*TASK INSTRUCTIONS*.
What set does the forum thread below give as the standard basis?

*PAGE TEXT*.
Question

Let's start over again. How do I show this?

Answer 1

Here's the question

Answer 2

SOMEBODY? Everything before this got me confused!

Answer 3

i'm reading
i need to review this stuff before i can help

Answer 4

First, why does the standard basis span?

An arbitrary polynomial in the vector space is of the form
\[v = a_1x^3 + b_1x^2 + c_1x + d_1\]

Can it be expressed as a linear combination of the standard basis?
\[\mathbb{B}=\{x^3, x^2, x, 1\}\]
An arbitrary linear combination is as follows
\[a_2(x^3) + b_2(x^2) + c_2(x) + d_2(1)\]

Clearly
\[v = a_1x^3 + b_1x^2 + c_1x + d_1 = a_2(x^3) + b_2(x^2) + c_2(x) + d_2(1)\]
If a_1 = a_2, b_1 = b_2, c_1 = c_2, d_1 = d_2

So the standard basis spans.

You can also get each element of the standard basis using the second set of vectors.

Answer 5

I can tell that I can show that since it has 1,x,x^2,x^3 but how do I actually write it out? I mean I can't just tell my professor that when I'm handing in the assignment..

Answer 6

My previous post proves that the standard basis spans. Furthermore you can show that you can express each standard basis element as a linear combination of the second set. This will show that the second set also spans.

Answer 7

Yes, i mean it's a standard basis, of course it spans, but what about B'? There are two conditions:
B is independent we proved that already and:
Span(B') = V <<<<---- How do I prove this?

Answer 8

Can you get x
x = 1*(x)
Can you get x^2
\[x^2 = \frac{1}{3}*(1) + \frac{1}{3}*(3x^2 - 1)\]

etc.

Answer 9

Show that you can get each element of the standard basis.
Since we know the standard basis spans it will show that B spans.

Answer 10

okay ill try that..

Answer 11

wait i made a typo

Answer 12

The basic idea is to show that an arbitrary vector (3rd degree polynomial) can be expressed as a linear combination of the set of vectors.

Answer 13

okay working on this, ill show u what i did..

*SUPPLIED ENTRIES*.
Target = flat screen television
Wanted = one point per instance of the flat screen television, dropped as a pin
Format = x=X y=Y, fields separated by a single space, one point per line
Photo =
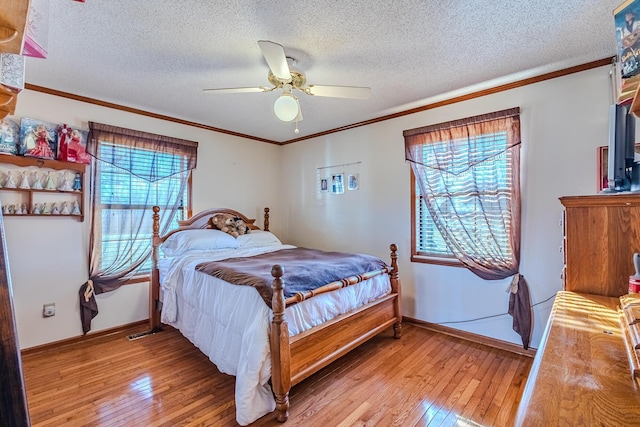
x=622 y=135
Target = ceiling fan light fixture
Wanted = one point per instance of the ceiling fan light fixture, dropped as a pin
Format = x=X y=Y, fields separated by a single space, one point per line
x=286 y=107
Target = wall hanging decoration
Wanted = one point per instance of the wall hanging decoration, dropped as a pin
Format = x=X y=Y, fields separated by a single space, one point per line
x=352 y=181
x=38 y=138
x=9 y=135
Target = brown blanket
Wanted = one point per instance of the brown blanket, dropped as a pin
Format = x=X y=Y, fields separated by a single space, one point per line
x=304 y=269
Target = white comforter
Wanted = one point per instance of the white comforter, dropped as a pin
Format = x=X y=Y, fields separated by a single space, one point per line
x=234 y=334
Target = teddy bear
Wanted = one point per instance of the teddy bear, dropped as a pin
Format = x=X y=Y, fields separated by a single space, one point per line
x=241 y=227
x=224 y=223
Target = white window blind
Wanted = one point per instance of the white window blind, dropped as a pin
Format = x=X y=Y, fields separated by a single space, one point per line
x=126 y=197
x=477 y=166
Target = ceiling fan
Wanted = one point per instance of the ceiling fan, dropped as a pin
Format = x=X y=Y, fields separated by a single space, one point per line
x=287 y=106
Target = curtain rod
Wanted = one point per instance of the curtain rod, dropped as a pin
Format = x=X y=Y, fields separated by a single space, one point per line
x=338 y=166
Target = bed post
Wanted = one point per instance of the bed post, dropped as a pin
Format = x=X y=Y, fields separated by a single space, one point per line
x=395 y=287
x=154 y=286
x=280 y=350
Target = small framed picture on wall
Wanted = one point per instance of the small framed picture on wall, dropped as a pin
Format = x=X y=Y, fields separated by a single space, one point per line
x=352 y=181
x=337 y=183
x=324 y=184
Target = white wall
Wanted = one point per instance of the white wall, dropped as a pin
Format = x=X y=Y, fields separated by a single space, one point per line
x=48 y=256
x=564 y=120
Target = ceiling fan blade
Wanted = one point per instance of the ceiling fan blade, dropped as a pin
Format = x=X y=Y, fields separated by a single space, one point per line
x=276 y=59
x=354 y=92
x=239 y=89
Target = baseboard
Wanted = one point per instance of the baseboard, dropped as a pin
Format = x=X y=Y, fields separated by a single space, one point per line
x=123 y=329
x=469 y=336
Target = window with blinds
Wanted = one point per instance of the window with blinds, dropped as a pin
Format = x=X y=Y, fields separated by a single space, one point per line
x=480 y=169
x=126 y=196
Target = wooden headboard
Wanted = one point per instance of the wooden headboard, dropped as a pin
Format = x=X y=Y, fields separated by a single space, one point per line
x=198 y=221
x=201 y=220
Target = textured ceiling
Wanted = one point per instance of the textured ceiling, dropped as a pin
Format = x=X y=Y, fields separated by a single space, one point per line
x=158 y=55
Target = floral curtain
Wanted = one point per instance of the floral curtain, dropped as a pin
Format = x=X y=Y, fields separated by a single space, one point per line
x=131 y=157
x=473 y=198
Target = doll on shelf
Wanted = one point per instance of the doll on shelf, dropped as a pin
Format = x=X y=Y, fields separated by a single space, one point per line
x=77 y=182
x=49 y=182
x=11 y=183
x=66 y=183
x=24 y=183
x=76 y=208
x=76 y=151
x=37 y=185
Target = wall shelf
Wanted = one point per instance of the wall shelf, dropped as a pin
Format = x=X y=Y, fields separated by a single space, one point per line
x=29 y=196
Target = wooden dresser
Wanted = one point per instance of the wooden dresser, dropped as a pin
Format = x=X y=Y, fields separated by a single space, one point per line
x=581 y=374
x=601 y=235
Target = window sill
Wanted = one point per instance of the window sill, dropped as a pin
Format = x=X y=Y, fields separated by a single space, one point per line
x=142 y=278
x=424 y=259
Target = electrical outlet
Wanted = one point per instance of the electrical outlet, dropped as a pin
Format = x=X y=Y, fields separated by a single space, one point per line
x=49 y=310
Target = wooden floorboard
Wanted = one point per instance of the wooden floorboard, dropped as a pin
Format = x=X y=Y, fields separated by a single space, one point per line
x=423 y=379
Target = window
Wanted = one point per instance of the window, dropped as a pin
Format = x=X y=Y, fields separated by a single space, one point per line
x=462 y=188
x=126 y=199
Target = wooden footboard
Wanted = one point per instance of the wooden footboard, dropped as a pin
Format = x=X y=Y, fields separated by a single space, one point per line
x=295 y=358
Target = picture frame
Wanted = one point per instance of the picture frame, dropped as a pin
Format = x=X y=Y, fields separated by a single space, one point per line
x=72 y=144
x=353 y=181
x=9 y=135
x=337 y=183
x=324 y=184
x=603 y=166
x=38 y=138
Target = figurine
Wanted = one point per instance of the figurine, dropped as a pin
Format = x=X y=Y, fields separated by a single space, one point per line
x=24 y=184
x=49 y=183
x=11 y=183
x=66 y=183
x=77 y=182
x=37 y=185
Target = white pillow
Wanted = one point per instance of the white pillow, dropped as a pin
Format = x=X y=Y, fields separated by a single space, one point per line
x=258 y=238
x=197 y=240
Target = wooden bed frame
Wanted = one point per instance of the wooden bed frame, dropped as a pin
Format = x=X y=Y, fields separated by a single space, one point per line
x=295 y=358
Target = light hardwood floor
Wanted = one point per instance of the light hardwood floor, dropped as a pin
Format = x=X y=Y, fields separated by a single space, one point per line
x=424 y=378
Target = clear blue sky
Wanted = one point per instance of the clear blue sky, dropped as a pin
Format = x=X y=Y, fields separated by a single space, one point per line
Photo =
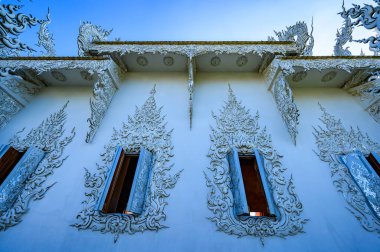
x=189 y=20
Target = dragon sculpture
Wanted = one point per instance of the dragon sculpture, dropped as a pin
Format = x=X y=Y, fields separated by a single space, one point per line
x=367 y=16
x=298 y=33
x=89 y=33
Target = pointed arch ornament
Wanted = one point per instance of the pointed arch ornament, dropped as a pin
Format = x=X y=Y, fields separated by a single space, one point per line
x=50 y=137
x=236 y=127
x=146 y=128
x=335 y=140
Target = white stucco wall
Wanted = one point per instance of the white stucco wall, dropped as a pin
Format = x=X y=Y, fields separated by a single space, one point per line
x=46 y=227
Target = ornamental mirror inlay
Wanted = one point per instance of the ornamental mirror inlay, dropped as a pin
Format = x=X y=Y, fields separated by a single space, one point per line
x=236 y=127
x=335 y=140
x=145 y=129
x=50 y=137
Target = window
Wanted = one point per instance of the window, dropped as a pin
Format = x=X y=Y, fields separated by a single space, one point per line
x=251 y=191
x=365 y=173
x=15 y=168
x=127 y=183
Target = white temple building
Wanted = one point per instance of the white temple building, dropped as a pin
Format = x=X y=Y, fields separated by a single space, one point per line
x=190 y=146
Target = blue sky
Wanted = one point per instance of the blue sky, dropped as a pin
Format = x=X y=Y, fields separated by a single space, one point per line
x=190 y=20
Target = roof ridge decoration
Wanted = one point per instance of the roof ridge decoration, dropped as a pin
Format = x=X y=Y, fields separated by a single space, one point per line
x=45 y=39
x=333 y=140
x=89 y=33
x=366 y=16
x=343 y=36
x=146 y=128
x=14 y=24
x=50 y=137
x=298 y=33
x=236 y=127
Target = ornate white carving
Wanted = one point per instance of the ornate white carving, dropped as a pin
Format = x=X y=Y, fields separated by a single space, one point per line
x=235 y=127
x=368 y=17
x=104 y=90
x=191 y=88
x=45 y=39
x=147 y=129
x=195 y=49
x=283 y=96
x=369 y=93
x=335 y=140
x=89 y=33
x=48 y=136
x=9 y=107
x=12 y=25
x=287 y=65
x=108 y=74
x=298 y=33
x=343 y=36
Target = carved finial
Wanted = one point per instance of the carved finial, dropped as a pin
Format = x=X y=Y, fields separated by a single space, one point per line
x=89 y=33
x=153 y=91
x=44 y=38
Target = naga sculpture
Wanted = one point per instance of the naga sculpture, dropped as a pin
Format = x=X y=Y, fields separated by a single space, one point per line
x=89 y=33
x=298 y=33
x=343 y=36
x=367 y=16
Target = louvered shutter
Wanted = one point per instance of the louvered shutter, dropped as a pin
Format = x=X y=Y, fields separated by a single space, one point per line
x=141 y=180
x=13 y=184
x=99 y=205
x=365 y=177
x=240 y=199
x=268 y=194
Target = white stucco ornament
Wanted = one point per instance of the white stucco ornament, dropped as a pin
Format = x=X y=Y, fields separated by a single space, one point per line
x=146 y=128
x=235 y=127
x=50 y=137
x=334 y=140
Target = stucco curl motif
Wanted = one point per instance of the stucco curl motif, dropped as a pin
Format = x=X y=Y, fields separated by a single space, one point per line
x=147 y=129
x=334 y=140
x=235 y=127
x=50 y=137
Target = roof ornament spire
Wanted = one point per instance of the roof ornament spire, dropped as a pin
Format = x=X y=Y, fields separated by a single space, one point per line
x=343 y=36
x=45 y=39
x=366 y=16
x=89 y=33
x=299 y=34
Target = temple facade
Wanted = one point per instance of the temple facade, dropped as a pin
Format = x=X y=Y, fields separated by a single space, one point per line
x=190 y=146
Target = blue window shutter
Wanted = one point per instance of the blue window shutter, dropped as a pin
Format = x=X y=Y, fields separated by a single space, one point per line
x=365 y=178
x=240 y=199
x=137 y=197
x=102 y=198
x=3 y=149
x=12 y=186
x=268 y=194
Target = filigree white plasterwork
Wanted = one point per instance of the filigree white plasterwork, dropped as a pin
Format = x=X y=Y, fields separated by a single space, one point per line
x=9 y=107
x=104 y=87
x=298 y=33
x=235 y=127
x=45 y=39
x=347 y=64
x=283 y=96
x=44 y=65
x=50 y=137
x=24 y=89
x=147 y=128
x=11 y=27
x=194 y=50
x=191 y=88
x=104 y=90
x=336 y=140
x=343 y=36
x=368 y=17
x=89 y=33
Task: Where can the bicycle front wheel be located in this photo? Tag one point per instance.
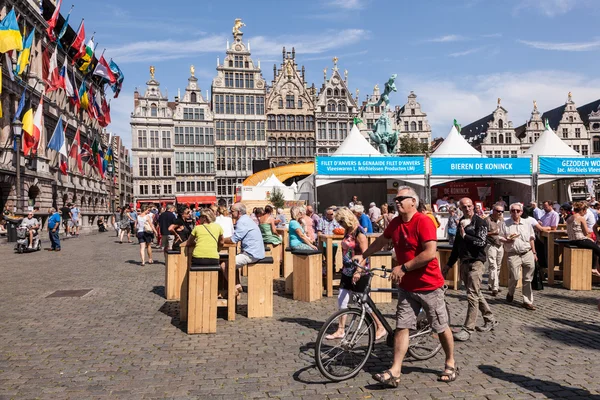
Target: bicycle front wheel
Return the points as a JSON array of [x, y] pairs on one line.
[[424, 342], [341, 359]]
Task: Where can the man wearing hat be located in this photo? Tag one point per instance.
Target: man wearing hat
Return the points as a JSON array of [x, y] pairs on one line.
[[374, 215]]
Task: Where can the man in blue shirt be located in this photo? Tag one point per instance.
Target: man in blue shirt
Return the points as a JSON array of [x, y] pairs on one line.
[[53, 228]]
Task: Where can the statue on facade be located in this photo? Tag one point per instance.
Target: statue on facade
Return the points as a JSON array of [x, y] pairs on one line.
[[236, 26], [390, 86]]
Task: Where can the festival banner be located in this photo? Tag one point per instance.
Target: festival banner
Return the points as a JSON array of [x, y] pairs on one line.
[[569, 166], [474, 166], [366, 166]]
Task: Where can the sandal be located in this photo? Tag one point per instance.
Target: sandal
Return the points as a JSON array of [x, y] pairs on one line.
[[391, 381], [451, 375]]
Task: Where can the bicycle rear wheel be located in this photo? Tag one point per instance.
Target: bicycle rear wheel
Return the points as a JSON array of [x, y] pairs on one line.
[[341, 359], [424, 342]]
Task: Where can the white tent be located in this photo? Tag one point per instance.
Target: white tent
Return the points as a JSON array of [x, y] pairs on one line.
[[455, 146]]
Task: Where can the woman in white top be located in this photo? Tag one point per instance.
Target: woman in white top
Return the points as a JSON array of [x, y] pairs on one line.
[[225, 221], [145, 233]]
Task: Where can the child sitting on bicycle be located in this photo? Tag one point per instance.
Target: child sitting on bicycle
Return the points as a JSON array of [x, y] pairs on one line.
[[353, 279]]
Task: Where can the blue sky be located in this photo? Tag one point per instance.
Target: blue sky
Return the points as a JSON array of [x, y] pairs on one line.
[[458, 56]]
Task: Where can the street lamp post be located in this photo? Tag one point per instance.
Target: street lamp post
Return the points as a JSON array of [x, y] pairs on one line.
[[17, 126]]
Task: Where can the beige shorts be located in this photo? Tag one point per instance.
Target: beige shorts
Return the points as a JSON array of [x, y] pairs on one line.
[[410, 304]]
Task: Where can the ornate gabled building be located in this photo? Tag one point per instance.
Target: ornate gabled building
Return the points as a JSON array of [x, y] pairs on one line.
[[152, 132], [335, 110], [412, 121], [238, 101], [290, 114], [194, 146]]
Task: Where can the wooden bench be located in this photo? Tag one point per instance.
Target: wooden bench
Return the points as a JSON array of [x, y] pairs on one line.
[[444, 250], [577, 274], [308, 275], [378, 260], [260, 288], [202, 298], [176, 264]]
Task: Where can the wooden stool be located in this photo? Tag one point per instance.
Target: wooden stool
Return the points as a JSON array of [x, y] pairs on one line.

*COMPLETED TASK*.
{x^3, x^2, x, 1}